What you have to do> Start to finish, the listing must be rewritten exactly.
==*==
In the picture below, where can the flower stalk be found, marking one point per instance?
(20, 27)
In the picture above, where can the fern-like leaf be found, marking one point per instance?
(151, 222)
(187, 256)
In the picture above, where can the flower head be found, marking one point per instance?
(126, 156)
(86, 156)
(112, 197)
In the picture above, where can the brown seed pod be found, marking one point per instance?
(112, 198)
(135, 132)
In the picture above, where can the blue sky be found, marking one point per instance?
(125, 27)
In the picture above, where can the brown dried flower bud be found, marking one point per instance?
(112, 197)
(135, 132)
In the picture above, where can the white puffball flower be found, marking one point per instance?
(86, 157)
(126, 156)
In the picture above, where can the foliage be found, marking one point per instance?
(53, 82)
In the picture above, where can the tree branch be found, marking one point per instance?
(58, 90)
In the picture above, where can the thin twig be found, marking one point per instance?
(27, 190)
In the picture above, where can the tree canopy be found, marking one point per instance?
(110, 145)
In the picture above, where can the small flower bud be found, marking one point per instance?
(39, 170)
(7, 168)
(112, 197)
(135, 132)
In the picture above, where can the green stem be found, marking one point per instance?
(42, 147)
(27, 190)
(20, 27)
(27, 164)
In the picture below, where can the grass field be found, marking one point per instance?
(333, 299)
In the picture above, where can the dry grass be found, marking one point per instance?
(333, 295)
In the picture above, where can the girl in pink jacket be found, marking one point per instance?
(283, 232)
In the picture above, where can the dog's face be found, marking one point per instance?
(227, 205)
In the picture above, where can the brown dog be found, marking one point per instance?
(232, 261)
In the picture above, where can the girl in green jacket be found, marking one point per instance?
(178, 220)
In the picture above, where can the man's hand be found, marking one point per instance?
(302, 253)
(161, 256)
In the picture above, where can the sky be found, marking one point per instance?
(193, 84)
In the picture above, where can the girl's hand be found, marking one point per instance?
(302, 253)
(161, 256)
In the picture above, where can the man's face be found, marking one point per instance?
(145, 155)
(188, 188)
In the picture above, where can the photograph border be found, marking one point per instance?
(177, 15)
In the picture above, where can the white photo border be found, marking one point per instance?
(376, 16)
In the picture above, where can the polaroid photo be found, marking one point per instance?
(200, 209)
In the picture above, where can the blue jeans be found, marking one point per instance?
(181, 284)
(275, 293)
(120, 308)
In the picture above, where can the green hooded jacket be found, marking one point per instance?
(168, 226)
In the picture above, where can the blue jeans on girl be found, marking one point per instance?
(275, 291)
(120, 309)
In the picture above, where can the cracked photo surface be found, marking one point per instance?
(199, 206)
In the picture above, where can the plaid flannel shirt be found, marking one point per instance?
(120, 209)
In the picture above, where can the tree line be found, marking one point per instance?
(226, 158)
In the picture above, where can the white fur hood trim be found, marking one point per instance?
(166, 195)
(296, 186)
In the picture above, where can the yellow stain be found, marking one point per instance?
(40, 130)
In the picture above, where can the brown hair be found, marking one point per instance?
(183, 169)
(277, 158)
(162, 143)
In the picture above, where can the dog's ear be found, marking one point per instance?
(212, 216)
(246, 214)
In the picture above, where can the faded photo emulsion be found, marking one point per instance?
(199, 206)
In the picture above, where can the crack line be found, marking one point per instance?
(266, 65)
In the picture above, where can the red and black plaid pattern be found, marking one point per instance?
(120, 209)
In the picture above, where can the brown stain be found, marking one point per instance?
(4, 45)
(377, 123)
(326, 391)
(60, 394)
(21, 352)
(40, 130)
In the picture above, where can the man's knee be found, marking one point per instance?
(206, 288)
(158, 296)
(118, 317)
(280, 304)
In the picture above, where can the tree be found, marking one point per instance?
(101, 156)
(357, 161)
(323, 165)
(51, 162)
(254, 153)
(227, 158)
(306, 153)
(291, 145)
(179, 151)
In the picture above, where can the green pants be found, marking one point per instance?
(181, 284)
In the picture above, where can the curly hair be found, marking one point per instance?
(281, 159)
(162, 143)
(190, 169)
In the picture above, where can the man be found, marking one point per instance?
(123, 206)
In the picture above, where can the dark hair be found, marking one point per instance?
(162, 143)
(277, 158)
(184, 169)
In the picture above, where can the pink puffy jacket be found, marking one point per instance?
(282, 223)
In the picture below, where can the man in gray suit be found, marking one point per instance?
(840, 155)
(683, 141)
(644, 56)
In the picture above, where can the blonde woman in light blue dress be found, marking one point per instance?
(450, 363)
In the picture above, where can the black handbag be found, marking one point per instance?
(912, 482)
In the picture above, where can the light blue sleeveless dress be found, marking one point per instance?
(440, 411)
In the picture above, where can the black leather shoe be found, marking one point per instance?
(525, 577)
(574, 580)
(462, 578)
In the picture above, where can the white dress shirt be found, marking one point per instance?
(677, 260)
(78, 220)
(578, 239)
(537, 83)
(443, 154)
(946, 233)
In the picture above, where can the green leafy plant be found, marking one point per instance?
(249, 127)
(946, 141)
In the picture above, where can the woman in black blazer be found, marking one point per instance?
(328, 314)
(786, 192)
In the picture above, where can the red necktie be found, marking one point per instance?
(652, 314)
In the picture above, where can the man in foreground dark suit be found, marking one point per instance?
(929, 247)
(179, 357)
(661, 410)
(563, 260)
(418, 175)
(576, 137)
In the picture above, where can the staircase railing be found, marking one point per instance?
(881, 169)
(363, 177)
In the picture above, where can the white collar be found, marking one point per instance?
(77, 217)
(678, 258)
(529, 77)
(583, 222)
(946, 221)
==*==
Exercise solution>
In the picture below, where can the flower stalk be found, marking one point per instance?
(20, 27)
In the picture above, where can the fern-like leaf be found, marking one point per instance?
(151, 222)
(187, 256)
In the picture above, where can the flower head be found, marking one point per instance?
(126, 156)
(86, 156)
(112, 197)
In the picture above, where can the brown seed pod be found, marking one point per instance?
(112, 198)
(135, 132)
In the picture above, where can the blue sky be found, marking one point per instance?
(125, 27)
In the picture above, where can the brown dried flower bud be found, marking one point per instance?
(112, 197)
(135, 132)
In the picture above, where can the white puffball flower be found, marking one point per instance?
(86, 157)
(126, 156)
In the picture above, where can the foliage be found, marking one point per instance?
(53, 82)
In the picture above, where can the tree branch be found, marking one point per instance?
(58, 90)
In the picture above, where can the thin twig be found, marking one point per instance?
(27, 190)
In the picture above, where can the tree canopy be found, marking one point per instance?
(110, 145)
In the picture above, where can the small flower bud be found, marking one point per instance?
(39, 170)
(7, 168)
(112, 197)
(135, 132)
In the picture above, where can the green stem be found, marking one point per instance?
(42, 147)
(27, 190)
(20, 27)
(27, 164)
In the picture below, where can the grass field be found, marking one point per instance?
(333, 299)
In the picture above, where can the dry grass be found, marking one point per instance?
(333, 295)
In the picture above, where can the girl in pink jacket be found, marking one point per instance?
(283, 232)
In the picture above, where can the dog's face be found, marking one point per instance?
(227, 205)
In the picture above, where can the brown dog be found, marking one point per instance?
(232, 261)
In the picture above, where can the girl in green jacket be found, marking one point per instance?
(178, 220)
In the picture above, where can the man's hand be found, marking one point per instance?
(302, 253)
(161, 256)
In the picture above, where can the sky be found, marking one point per instance?
(193, 84)
In the picture above, where can the girl's hand be found, marking one point per instance?
(302, 253)
(161, 256)
In the picture above, where can the man's face be found, marking one point per instance?
(145, 155)
(188, 188)
In the picture above, where can the photograph border be found, marking one point per instance?
(177, 15)
In the picture above, where can the white photo border be found, marking one point per instance?
(376, 16)
In the picture above, where can the polaroid photo be found, marking one point per instance?
(200, 209)
In the picture above, where can the blue jeans be found, marking one point per instance?
(181, 284)
(275, 293)
(120, 308)
In the picture above, where can the green hooded jacket be found, marking one point per instance?
(168, 226)
In the picture above, where can the blue jeans on girl be found, marking one point per instance?
(275, 291)
(120, 309)
In the picture above, where can the cracked photo surface be found, marking one point per instance?
(199, 206)
In the picture above, where can the plaid flannel shirt be found, marking one point per instance?
(120, 209)
In the picture above, where can the tree line be found, marking one point per instance?
(226, 158)
In the picture above, where can the white fur hood trim be found, marking one point per instance?
(166, 195)
(296, 186)
In the picture above, where can the yellow stain be found, marking one point per instance?
(40, 130)
In the picture above, where can the brown hair be found, marking one point per instance?
(183, 169)
(277, 158)
(162, 143)
In the picture above, where can the dog's ear be found, marking one point per instance?
(212, 216)
(246, 214)
In the picture above, where can the faded photo emulsion be found, marking one point per instance?
(199, 206)
In the picture above, where can the crack line be found, marking one point per instance?
(266, 65)
In the picture above, where can the red and black plaid pattern be found, marking one point per instance?
(120, 209)
In the picture above, where can the brown stain be found, marking one point per instance?
(4, 45)
(377, 123)
(326, 391)
(60, 394)
(21, 352)
(40, 130)
In the picture above, where can the man's knee be found, marking one point per instance?
(206, 288)
(158, 296)
(118, 317)
(280, 304)
In the picture above, where can the tree be found, marking one point per instance?
(101, 156)
(357, 161)
(323, 165)
(51, 162)
(254, 153)
(227, 158)
(306, 153)
(291, 145)
(179, 151)
In the picture above, where can the green pants be found, marking one point per instance?
(181, 284)
In the picture above, where can the curly hair be found, marking one point per instance?
(281, 159)
(162, 143)
(190, 169)
In the picture above, where can the man be found, marking one point per instance?
(123, 206)
In the picture above, where can the dark hair be found, marking one point per instance?
(162, 143)
(277, 158)
(184, 169)
In the picture above, where can the pink puffy jacket be found, marking one point per instance?
(282, 223)
In the picture below, where can the man in gray suit be found, marking one point per instance?
(840, 155)
(683, 141)
(644, 56)
In the picture above, where can the blonde woman in light blue dress be found, marking one point per instance?
(450, 363)
In the picture above, where can the black handbag be found, marking one point per instance?
(912, 482)
In the picture above, where can the light blue sleeveless dress be found, marking one point per instance?
(440, 411)
In the picture above, where can the black leather shoe be found, marking one point per instance?
(525, 577)
(574, 580)
(462, 578)
In the picture above, where can the white dress shirt be found, marking one point per instance?
(677, 260)
(78, 220)
(578, 239)
(537, 83)
(443, 154)
(946, 233)
In the picture above, where can the green leafy plant be found, marking one point per instance?
(249, 127)
(946, 141)
In the picture above, where can the woman in black blazer be found, marking one point per instance?
(328, 314)
(786, 192)
In the picture above, where can the red necktie be found, marking one point per instance?
(652, 314)
In the picture above, where can the man in foreground dark suit be found, marking one point per instance?
(929, 247)
(179, 357)
(661, 410)
(563, 260)
(418, 175)
(576, 137)
In the picture above, where can the staircase railing be found, marking one point per instance?
(881, 169)
(363, 177)
In the picture above, where can the white collar be found, marking one point per instance?
(77, 217)
(678, 258)
(529, 77)
(583, 222)
(946, 221)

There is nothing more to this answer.